--- AUFGEFÜHRTE ZEILEN ---

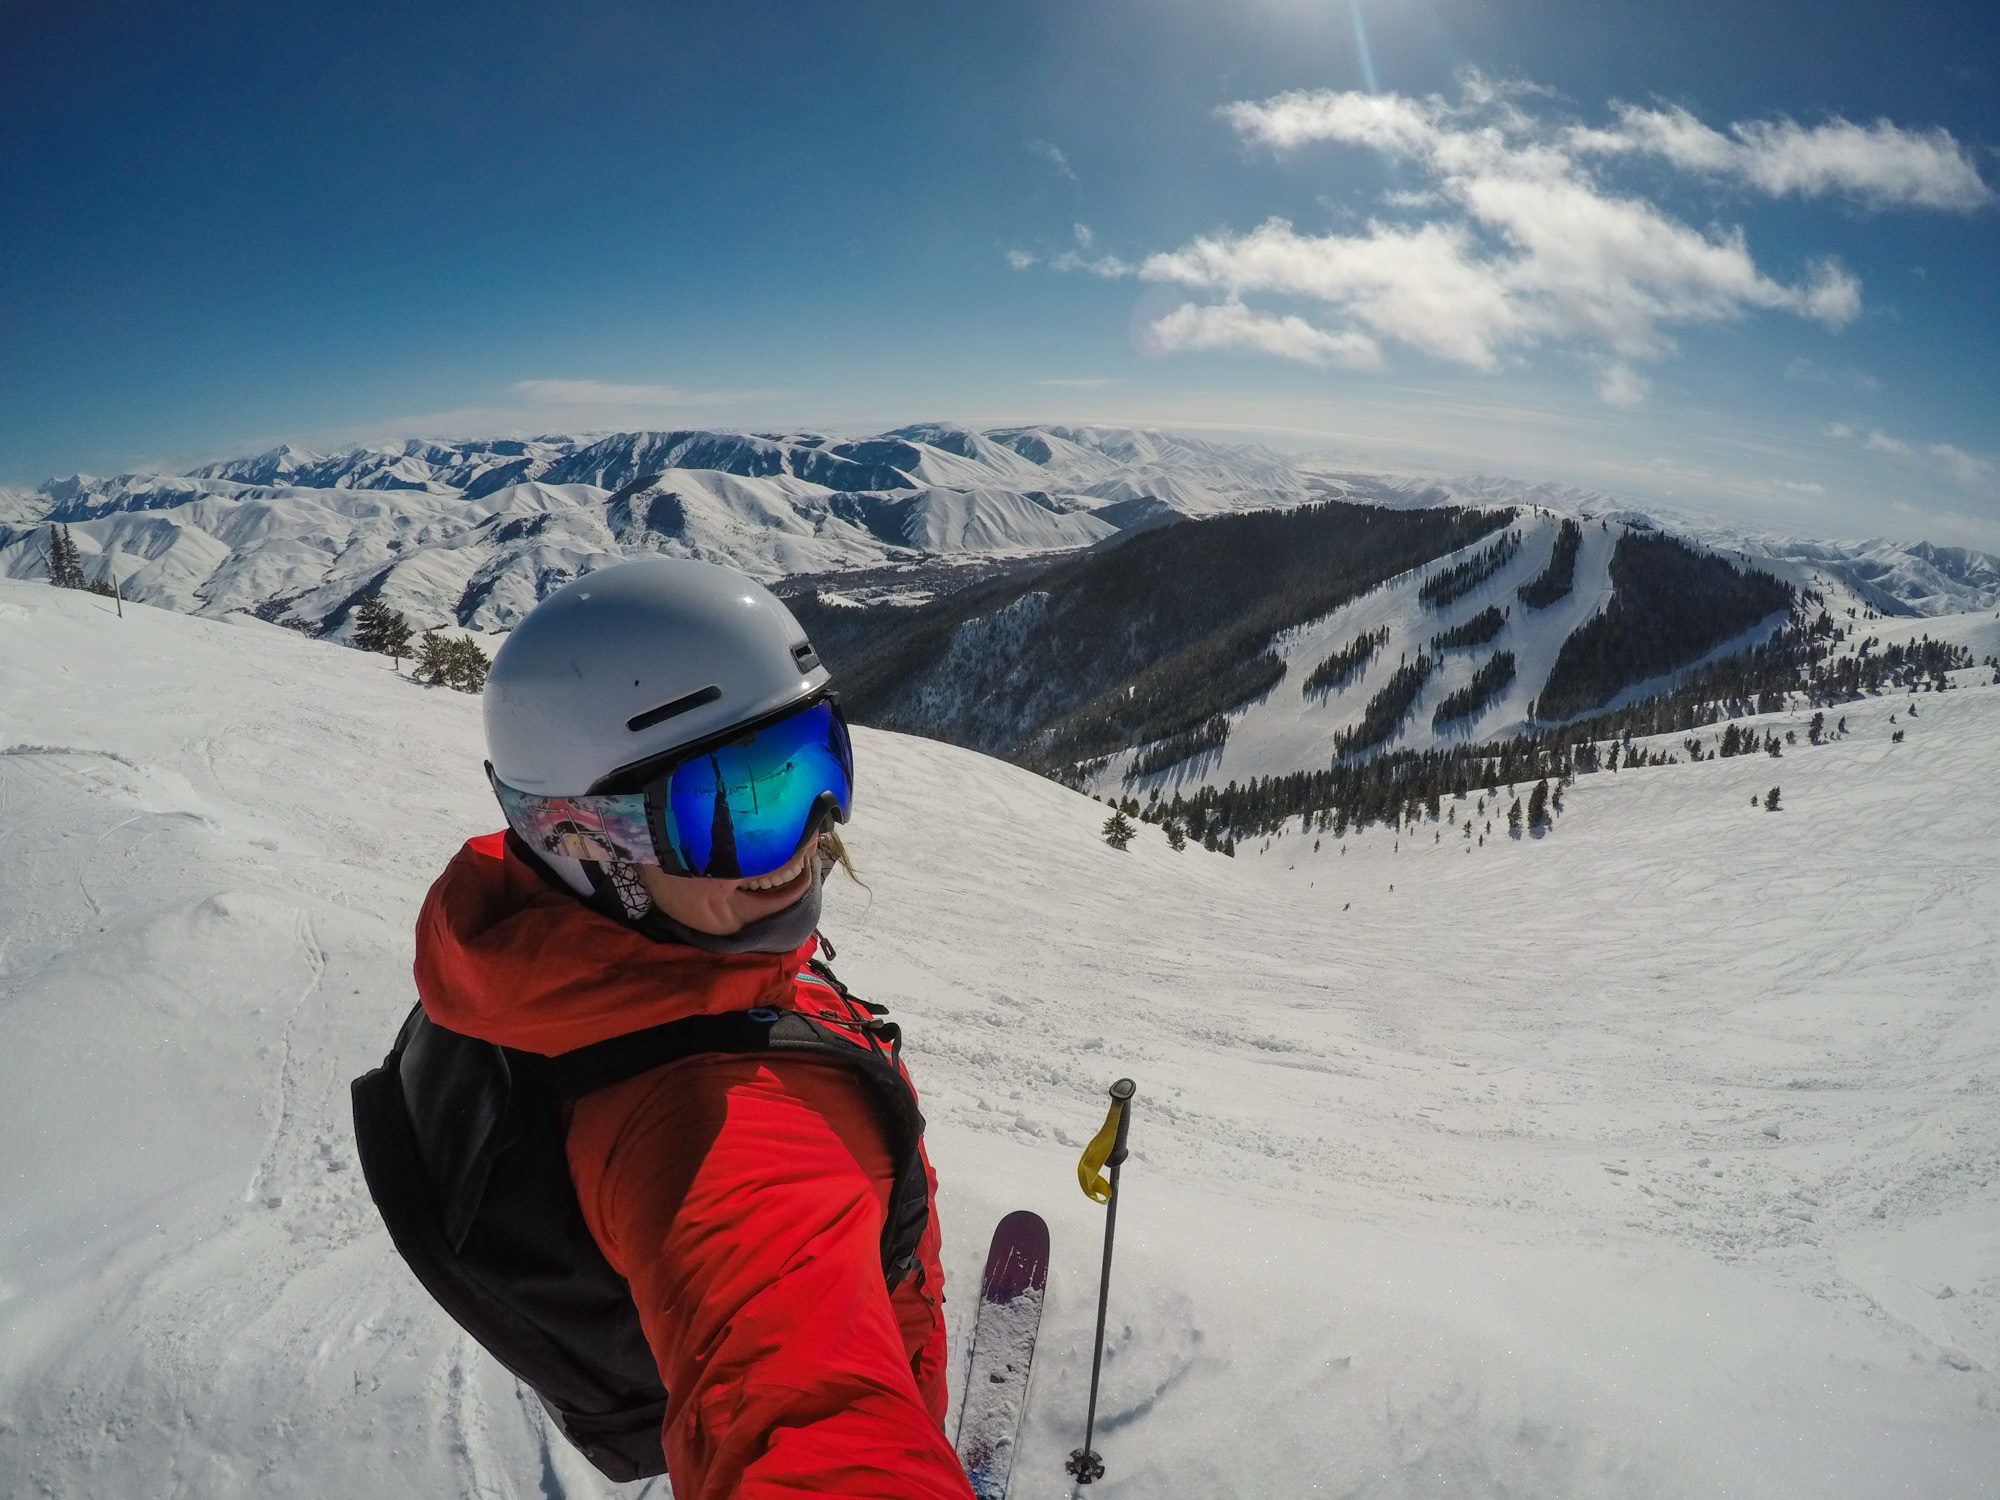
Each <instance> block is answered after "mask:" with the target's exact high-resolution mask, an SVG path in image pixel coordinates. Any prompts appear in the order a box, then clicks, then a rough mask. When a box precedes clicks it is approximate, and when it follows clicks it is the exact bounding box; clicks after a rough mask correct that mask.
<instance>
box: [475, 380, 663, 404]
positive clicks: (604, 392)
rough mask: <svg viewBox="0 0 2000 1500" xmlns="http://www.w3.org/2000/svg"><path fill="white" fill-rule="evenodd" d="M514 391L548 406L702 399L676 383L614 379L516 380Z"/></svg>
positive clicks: (517, 395)
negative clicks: (679, 386) (676, 384)
mask: <svg viewBox="0 0 2000 1500" xmlns="http://www.w3.org/2000/svg"><path fill="white" fill-rule="evenodd" d="M512 392H514V394H516V396H520V398H522V400H530V402H544V404H548V406H686V404H688V402H694V400H700V396H696V394H692V392H686V390H678V388H674V386H620V384H614V382H610V380H516V382H514V386H512Z"/></svg>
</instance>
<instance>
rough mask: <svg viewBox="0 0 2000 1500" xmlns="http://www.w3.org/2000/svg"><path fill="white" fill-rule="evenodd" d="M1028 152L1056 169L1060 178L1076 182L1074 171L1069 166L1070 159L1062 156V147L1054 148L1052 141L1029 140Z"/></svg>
mask: <svg viewBox="0 0 2000 1500" xmlns="http://www.w3.org/2000/svg"><path fill="white" fill-rule="evenodd" d="M1028 150H1032V152H1034V154H1036V156H1040V158H1042V160H1044V162H1048V164H1050V166H1052V168H1056V172H1058V174H1060V176H1062V178H1066V180H1068V182H1076V170H1074V168H1072V166H1070V158H1068V156H1064V154H1062V146H1056V144H1054V142H1052V140H1030V142H1028Z"/></svg>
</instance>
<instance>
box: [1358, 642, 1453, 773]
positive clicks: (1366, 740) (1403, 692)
mask: <svg viewBox="0 0 2000 1500" xmlns="http://www.w3.org/2000/svg"><path fill="white" fill-rule="evenodd" d="M1434 668H1436V662H1432V660H1430V656H1426V654H1424V652H1418V654H1416V656H1414V658H1408V660H1404V662H1402V664H1400V666H1398V668H1396V672H1394V676H1390V680H1388V682H1386V684H1382V690H1380V692H1378V694H1376V696H1374V698H1370V700H1368V708H1364V710H1362V718H1360V722H1358V724H1354V726H1352V728H1346V730H1340V734H1336V736H1334V758H1346V756H1352V754H1358V752H1362V750H1374V748H1376V746H1378V744H1382V742H1384V740H1386V738H1390V736H1392V734H1394V732H1396V730H1398V728H1400V726H1402V720H1404V718H1408V716H1410V710H1412V708H1416V700H1418V696H1420V694H1422V692H1424V684H1426V682H1428V680H1430V674H1432V670H1434Z"/></svg>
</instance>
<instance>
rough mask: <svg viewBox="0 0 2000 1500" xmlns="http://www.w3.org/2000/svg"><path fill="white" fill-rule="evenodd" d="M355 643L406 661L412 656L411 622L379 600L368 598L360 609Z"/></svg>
mask: <svg viewBox="0 0 2000 1500" xmlns="http://www.w3.org/2000/svg"><path fill="white" fill-rule="evenodd" d="M354 644H356V646H360V648H362V650H364V652H382V654H384V656H394V658H396V660H398V662H402V658H404V656H408V654H410V622H408V620H406V618H404V616H402V610H392V608H390V606H388V604H384V602H382V600H378V598H364V600H362V602H360V608H358V610H356V626H354Z"/></svg>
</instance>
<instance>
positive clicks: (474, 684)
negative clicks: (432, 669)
mask: <svg viewBox="0 0 2000 1500" xmlns="http://www.w3.org/2000/svg"><path fill="white" fill-rule="evenodd" d="M446 652H448V676H446V682H450V684H452V686H454V688H458V692H484V688H486V672H488V670H490V668H492V664H494V662H492V658H490V656H488V654H486V652H482V650H480V644H478V642H476V640H464V638H462V640H452V642H450V644H448V646H446Z"/></svg>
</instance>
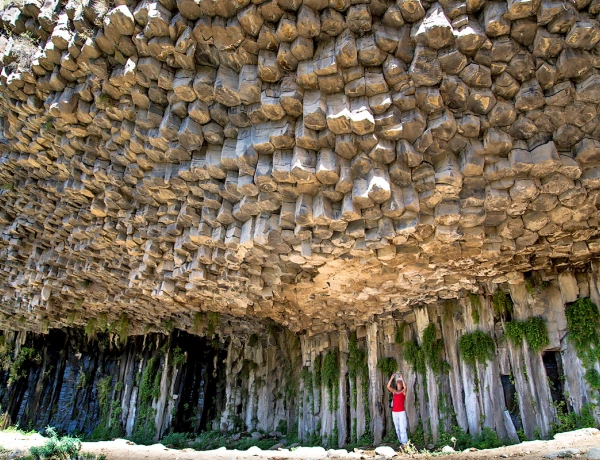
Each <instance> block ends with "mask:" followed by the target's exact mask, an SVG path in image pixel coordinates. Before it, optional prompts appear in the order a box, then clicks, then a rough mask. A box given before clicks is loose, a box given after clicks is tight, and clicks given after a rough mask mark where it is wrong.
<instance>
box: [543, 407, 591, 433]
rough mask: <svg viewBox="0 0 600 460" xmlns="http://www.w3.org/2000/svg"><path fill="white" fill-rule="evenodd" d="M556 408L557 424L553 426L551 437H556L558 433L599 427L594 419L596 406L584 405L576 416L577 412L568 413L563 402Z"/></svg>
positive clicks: (565, 407) (551, 430)
mask: <svg viewBox="0 0 600 460" xmlns="http://www.w3.org/2000/svg"><path fill="white" fill-rule="evenodd" d="M555 407H556V422H555V423H552V424H551V428H550V436H554V435H555V434H556V433H564V432H566V431H573V430H578V429H580V428H596V427H597V424H596V419H595V418H594V409H595V408H596V405H595V404H591V403H588V404H584V405H583V407H582V408H581V411H580V413H579V414H576V413H575V412H570V413H567V410H566V407H565V403H564V402H563V401H561V402H559V403H557V404H556V405H555Z"/></svg>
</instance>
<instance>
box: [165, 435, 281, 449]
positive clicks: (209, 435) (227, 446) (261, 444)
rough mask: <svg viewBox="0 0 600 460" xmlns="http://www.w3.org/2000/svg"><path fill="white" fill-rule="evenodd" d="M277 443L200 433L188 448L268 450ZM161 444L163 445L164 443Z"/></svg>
mask: <svg viewBox="0 0 600 460" xmlns="http://www.w3.org/2000/svg"><path fill="white" fill-rule="evenodd" d="M278 442H279V441H277V440H276V439H273V438H267V439H260V440H259V439H254V438H251V437H246V438H241V439H237V440H233V439H231V438H230V437H229V436H227V434H223V433H221V432H219V431H204V432H202V433H200V434H199V435H198V436H197V437H196V438H195V439H194V440H191V442H189V444H188V446H189V447H191V448H192V449H196V450H212V449H218V448H219V447H226V448H227V449H238V450H248V449H249V448H250V447H252V446H257V447H260V448H261V449H264V450H268V449H270V448H271V447H273V446H274V445H275V444H277V443H278ZM162 443H163V444H164V442H162Z"/></svg>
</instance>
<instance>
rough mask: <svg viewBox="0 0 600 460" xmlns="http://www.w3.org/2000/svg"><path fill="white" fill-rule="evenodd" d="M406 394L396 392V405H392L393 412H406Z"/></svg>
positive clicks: (394, 403)
mask: <svg viewBox="0 0 600 460" xmlns="http://www.w3.org/2000/svg"><path fill="white" fill-rule="evenodd" d="M405 399H406V395H405V394H404V393H394V405H393V406H392V412H404V400H405Z"/></svg>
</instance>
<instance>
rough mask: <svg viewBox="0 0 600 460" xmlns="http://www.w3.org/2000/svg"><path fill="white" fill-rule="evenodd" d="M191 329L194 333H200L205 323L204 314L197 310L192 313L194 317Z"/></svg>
mask: <svg viewBox="0 0 600 460" xmlns="http://www.w3.org/2000/svg"><path fill="white" fill-rule="evenodd" d="M192 323H193V325H192V329H193V331H194V333H195V334H197V335H200V334H201V333H202V331H203V330H204V325H205V324H206V315H205V314H204V313H203V312H201V311H199V312H196V313H195V314H194V319H193V321H192Z"/></svg>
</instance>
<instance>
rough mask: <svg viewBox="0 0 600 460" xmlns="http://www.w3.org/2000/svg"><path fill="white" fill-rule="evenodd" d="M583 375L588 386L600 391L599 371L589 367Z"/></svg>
mask: <svg viewBox="0 0 600 460" xmlns="http://www.w3.org/2000/svg"><path fill="white" fill-rule="evenodd" d="M584 377H585V381H586V382H587V383H588V385H589V386H590V388H593V389H594V390H597V391H600V372H598V371H597V370H596V369H594V368H591V369H588V370H587V371H586V372H585V376H584Z"/></svg>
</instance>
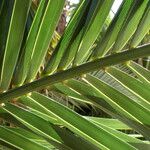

---

ZIEL DER ÜBUNG: Finde oben jede Zeile, in der das Wort „coordinates“ vorkommt, und schreib sie vollständig ab. Achte dabei auf Groß- und Kleinschreibung.

FERTIGE ÜBUNG:
Each <instance> block is answered after "mask:" with the target's exact high-resolution mask, an SVG path in image pixel coordinates. Any prompts appear in the order a box, then clicks, then a rough mask. When a box precedes clicks it is approximate, and when it follows clicks it is the exact bounding box; clicks after a rough mask correct that mask.
Each <instance> block ends with "mask:" followed by the target's exact mask, an SVG path in image pixel coordinates. Before it, optional prompts appear in the order a box, then clicks, then a rough mask. A box given before clicks is loose, a box given after clicks is tight, and clicks given after a rough mask mark where it is wrong.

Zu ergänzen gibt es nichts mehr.